- _Input_:

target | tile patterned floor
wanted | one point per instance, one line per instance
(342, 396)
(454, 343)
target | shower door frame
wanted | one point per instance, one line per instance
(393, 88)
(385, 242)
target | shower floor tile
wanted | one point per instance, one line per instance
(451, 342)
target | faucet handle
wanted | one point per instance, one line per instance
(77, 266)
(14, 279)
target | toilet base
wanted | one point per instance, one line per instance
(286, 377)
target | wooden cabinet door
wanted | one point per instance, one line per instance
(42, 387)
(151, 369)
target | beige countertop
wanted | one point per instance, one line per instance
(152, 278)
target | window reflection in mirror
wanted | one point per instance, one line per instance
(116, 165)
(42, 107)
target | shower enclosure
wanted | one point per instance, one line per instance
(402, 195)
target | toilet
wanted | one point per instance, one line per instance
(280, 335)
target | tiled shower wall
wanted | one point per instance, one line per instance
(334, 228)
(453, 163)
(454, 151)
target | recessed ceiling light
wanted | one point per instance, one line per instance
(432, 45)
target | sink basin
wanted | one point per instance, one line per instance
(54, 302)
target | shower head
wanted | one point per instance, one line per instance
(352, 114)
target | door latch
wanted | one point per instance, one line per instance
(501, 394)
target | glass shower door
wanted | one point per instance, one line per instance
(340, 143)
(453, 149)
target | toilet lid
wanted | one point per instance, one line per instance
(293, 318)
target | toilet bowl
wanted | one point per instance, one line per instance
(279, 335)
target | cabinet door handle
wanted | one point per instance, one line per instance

- _Problem to work on_:
Retype all of the entries precisely as they are.

- _Task result_:
target | tile patterned floor
wanted | one point per instance, one line per instance
(342, 396)
(454, 343)
target | shower door frame
wanted | one point per instance, one line per instance
(393, 88)
(385, 242)
target | shower floor tile
wanted | one point per instance, one line per instance
(451, 342)
target | faucet handle
wanted | one point per instance, one line per instance
(77, 266)
(14, 279)
target | toilet base
wanted | one point per instance, one line per instance
(286, 377)
target | wooden cabinet door
wanted | one point per instance, one line per instance
(42, 387)
(151, 369)
target | beige countertop
wanted | one point per instance, one line per instance
(152, 278)
target | window reflection in mirror
wanted | one point per instance, one line per instance
(116, 165)
(42, 107)
target | shower enclosure
wanted | one point per instance, one line per instance
(402, 195)
target | toilet
wanted | one point per instance, one line per instance
(280, 335)
target | tiled shower wall
wanted | one point per instance, one line per instance
(334, 228)
(453, 163)
(454, 151)
target | recessed ceiling light
wanted | one point per instance, one line per instance
(432, 45)
target | sink basin
wanted | one point per instance, one line per instance
(54, 302)
target | shower head
wanted | one point per instance, one line per instance
(352, 114)
target | door latch
wanted | one point per instance, one line per instance
(501, 394)
target | glass shower door
wanted | one point per instance, one line per instance
(340, 143)
(453, 149)
target | toilet lid
wanted | one point per instance, one line per instance
(293, 318)
target | toilet bowl
wanted | one point per instance, one line per instance
(279, 335)
target | cabinet door handle
wanted | one point per instance, one line per instance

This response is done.